### Do this
Rewrite all of the material below, replacing every "instance" with "occurrence" and keeping everything else the same. Leave out the pictures.

### Record list
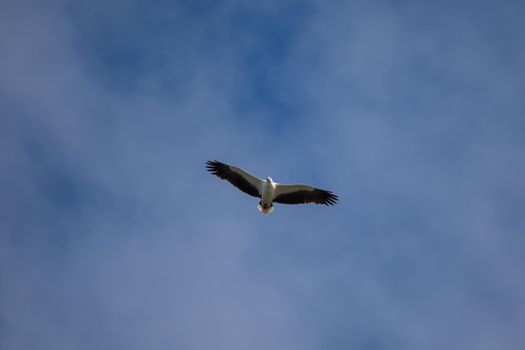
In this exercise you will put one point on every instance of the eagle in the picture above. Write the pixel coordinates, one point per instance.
(270, 192)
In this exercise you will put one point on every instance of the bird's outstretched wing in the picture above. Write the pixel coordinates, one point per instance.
(238, 177)
(301, 194)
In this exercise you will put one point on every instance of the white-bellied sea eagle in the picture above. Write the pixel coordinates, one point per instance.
(270, 191)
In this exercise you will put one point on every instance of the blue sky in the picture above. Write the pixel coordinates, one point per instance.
(112, 235)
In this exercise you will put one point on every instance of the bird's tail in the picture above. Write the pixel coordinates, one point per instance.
(264, 210)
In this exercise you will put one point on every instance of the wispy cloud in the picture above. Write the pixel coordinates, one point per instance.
(112, 234)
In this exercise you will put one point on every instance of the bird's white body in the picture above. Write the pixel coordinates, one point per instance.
(270, 192)
(267, 194)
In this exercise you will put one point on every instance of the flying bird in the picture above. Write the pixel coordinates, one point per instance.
(270, 191)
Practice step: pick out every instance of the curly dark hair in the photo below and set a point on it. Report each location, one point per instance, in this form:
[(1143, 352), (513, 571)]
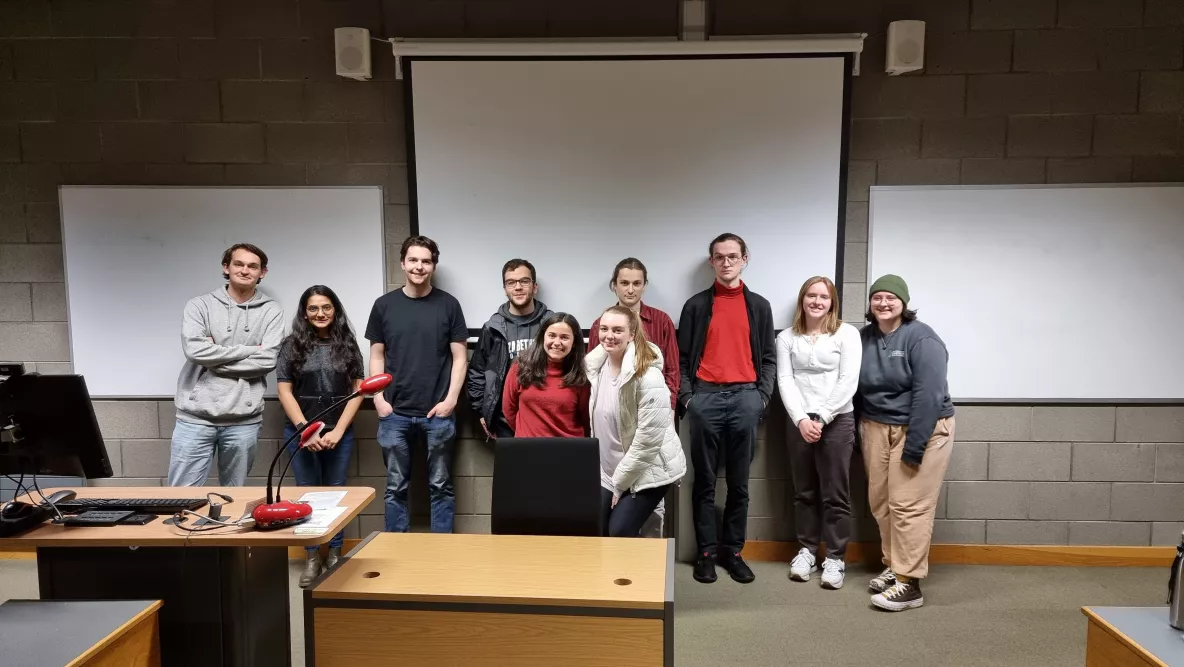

### Task answer
In this exercise you will put one point on every occurrence of the eagle in the picture above. Write the pixel coordinates, one point per occurrence.
(270, 192)
In this exercise you will put one point on every occurrence of the bird's outstretched wing in the picture above. Write the pixel coordinates, one point per occurrence.
(238, 177)
(301, 194)
In this exercise you will put one point on every occurrence of the white-bellied sea eagle in the picture above. Write the pixel coordinates, one point per occurrence.
(270, 191)
In this exercise you will put one point on every occurrence of the blue sky in the picture above. Write the pixel coordinates, one point per occurrence.
(112, 235)
In this exercise you will put one point on every occurrence of the bird's tail in the picture above. Write the pixel coordinates, one point per occurrence.
(264, 210)
In this exercise you will put one point on every occurrence of the wispy cloud in the picture above. Write the pixel coordinates, one point per occurrence.
(112, 234)
In this exercise you will put one point on every occurrence of the bird's white body in the picture above. Write the pixel coordinates, one point per occurrence.
(270, 192)
(267, 194)
In this exercise you will put one point on every occurrence of the flying bird in the picture above. Write the pixel coordinates, one point per occurrence.
(270, 191)
Practice step: pick out every occurrence of the curly dark hair in the photo below and set a point on it. Report each location, one point per occurrence, in this form:
[(1143, 352), (513, 571)]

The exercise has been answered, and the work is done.